§ Objetivo: Devuelve íntegra cada línea de las entradas que contenga la cadena "abdomen", teniendo en cuenta mayúsculas y minúsculas.

[Extracto del conjunto de datos]
○ ○ ○

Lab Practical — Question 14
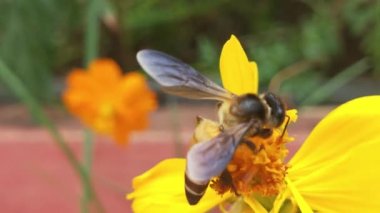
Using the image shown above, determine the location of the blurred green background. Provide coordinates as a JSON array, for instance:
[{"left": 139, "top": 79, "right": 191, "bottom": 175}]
[{"left": 0, "top": 0, "right": 380, "bottom": 105}]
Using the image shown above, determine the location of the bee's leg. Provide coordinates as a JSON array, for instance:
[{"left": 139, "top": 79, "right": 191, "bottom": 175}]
[
  {"left": 240, "top": 139, "right": 257, "bottom": 152},
  {"left": 219, "top": 124, "right": 224, "bottom": 132},
  {"left": 216, "top": 101, "right": 223, "bottom": 109},
  {"left": 219, "top": 169, "right": 240, "bottom": 196},
  {"left": 257, "top": 128, "right": 273, "bottom": 138},
  {"left": 281, "top": 115, "right": 290, "bottom": 138}
]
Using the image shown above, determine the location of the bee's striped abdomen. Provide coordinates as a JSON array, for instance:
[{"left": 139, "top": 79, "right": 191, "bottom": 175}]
[{"left": 185, "top": 173, "right": 209, "bottom": 205}]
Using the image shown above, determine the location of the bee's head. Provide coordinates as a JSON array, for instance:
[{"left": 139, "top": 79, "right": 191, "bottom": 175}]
[{"left": 230, "top": 94, "right": 267, "bottom": 121}]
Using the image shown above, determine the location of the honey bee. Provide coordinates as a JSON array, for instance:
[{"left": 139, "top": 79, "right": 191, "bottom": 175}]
[{"left": 137, "top": 50, "right": 286, "bottom": 205}]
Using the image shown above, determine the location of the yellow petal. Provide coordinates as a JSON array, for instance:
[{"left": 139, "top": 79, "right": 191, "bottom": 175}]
[
  {"left": 220, "top": 35, "right": 259, "bottom": 95},
  {"left": 127, "top": 159, "right": 230, "bottom": 213},
  {"left": 288, "top": 96, "right": 380, "bottom": 212}
]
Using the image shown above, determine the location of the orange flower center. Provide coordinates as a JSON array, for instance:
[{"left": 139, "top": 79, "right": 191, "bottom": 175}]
[{"left": 211, "top": 126, "right": 291, "bottom": 196}]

○ ○ ○

§ Respuesta escrita:
Using the image shown above, determine the location of the bee's striped abdomen. Provide coordinates as a JSON array, for instance:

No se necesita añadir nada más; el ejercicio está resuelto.